Retratros de David Hume (arriba) y Adam Smith (abajo).Arriba, retrato de David Hume (1766) elaborado por Allan Ramsay, Galería Nacional de Escocia. Abajo, fotografía de Adam Smith (1805), Biblioteca del Congreso de Estados Unidos.
A pesar de este interés, como por arte de magia, hacia mediados del siglo pasado, la empatía desaparece. De repente, nadie habla ya de ella, y este olvido es tan profundo que en las entonces incipientes ciencias cognitivas —ese conjunto de disciplinas que, bajo el empuje de los avances de la inteligencia artificial, alrededor de los años cincuenta empieza a estudiar cómo funciona el pensamiento humano—, el tema de la empatía no se trata. Pero es una muerte aparente porque, como un río cárstico, tras cuatro décadas, la empatía resurge y vuelve a estar en boca de todos. Y no solo reaparece en los libros de los filósofos y psicólogos, sino que pasa a ocupar un lugar de honor también entre los intereses de los neurocientíficos, que investigan sobre los mecanismos de la mente mediante el estudio de uno de los órganos más importantes para su realización: el cerebro.

————

• QUÉ HARÁS:
**1)** Responde estas preguntas con los datos del texto extraído:
(a) ¿Quién hizo el retrato de David Hume y en qué año?
(b) ¿Hacia cuándo desaparece la empatía?
(c) ¿Tras cuántas décadas vuelve a surgir la empatía?
**2)** Enumera todas las personas que el texto extraído menciona por su nombre.
Las entradas son material independiente del texto extraído.

————

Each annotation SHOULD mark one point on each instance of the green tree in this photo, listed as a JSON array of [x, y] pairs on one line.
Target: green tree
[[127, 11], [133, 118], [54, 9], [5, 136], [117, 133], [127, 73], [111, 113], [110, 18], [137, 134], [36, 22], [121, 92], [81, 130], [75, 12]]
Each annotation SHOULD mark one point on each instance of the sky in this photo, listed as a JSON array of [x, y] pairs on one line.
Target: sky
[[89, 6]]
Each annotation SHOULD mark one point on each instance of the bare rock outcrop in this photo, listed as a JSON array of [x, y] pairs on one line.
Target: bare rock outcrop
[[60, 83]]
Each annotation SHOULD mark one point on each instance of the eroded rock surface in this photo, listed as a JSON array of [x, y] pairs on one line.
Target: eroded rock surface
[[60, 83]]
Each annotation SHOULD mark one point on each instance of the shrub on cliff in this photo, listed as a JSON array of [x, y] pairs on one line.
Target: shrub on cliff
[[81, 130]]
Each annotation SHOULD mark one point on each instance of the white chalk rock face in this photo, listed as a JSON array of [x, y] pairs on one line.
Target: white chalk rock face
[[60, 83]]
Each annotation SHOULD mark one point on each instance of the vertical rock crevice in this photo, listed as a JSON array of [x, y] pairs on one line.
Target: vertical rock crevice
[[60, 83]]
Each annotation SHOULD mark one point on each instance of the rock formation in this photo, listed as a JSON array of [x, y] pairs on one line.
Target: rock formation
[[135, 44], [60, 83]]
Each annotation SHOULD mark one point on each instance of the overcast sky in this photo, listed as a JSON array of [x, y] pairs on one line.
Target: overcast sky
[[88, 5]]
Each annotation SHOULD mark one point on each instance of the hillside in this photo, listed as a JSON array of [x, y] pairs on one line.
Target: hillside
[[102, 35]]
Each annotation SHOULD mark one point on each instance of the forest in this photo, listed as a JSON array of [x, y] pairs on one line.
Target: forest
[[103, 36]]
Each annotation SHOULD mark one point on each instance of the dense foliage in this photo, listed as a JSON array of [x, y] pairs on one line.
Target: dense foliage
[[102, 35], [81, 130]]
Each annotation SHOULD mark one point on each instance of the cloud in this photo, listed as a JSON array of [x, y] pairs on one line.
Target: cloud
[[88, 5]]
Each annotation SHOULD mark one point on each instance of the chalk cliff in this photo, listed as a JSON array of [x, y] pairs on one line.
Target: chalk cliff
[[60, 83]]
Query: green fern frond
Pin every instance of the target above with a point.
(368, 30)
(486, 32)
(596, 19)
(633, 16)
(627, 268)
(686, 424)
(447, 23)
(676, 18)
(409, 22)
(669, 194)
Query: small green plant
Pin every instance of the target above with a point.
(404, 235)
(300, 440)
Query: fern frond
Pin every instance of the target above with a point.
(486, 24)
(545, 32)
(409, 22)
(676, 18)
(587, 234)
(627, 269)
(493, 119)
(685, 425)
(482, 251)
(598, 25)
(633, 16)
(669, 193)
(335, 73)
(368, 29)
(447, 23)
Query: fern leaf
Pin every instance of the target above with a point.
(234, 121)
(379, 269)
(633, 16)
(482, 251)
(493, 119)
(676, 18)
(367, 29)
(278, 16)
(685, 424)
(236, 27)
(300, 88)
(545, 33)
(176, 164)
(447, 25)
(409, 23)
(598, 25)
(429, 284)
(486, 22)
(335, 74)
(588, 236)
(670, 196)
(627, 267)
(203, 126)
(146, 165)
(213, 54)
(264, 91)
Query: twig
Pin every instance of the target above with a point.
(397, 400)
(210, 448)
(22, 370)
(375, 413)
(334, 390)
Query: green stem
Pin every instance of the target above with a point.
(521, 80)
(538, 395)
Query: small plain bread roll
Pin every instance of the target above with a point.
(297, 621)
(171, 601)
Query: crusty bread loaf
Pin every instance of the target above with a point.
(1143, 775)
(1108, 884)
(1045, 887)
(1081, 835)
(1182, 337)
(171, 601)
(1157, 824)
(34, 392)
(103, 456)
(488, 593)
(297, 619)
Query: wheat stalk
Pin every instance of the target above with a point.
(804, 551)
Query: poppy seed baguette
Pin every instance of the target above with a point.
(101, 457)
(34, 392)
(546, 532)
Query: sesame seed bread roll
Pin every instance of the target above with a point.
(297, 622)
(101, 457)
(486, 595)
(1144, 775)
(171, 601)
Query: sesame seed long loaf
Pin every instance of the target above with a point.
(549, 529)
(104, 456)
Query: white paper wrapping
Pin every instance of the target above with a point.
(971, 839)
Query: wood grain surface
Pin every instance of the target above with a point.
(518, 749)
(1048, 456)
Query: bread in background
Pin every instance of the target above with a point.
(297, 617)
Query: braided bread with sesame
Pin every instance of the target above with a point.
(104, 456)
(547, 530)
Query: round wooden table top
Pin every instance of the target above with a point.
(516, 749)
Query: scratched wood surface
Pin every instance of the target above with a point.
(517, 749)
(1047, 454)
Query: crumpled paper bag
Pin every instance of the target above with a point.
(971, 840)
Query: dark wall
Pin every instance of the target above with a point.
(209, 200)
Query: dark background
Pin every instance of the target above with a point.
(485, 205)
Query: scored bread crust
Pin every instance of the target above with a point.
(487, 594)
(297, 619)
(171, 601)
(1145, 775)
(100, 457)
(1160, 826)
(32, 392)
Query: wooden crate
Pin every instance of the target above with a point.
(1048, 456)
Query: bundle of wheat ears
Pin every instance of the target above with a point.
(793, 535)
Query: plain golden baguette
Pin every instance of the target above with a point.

————

• RESPUESTAS POR TAREA:
**1)**
(a) Allan Ramsay, en 1766.
(b) Hacia mediados del siglo pasado.
(c) Tras cuatro décadas.

**2)** David Hume, Adam Smith, Allan Ramsay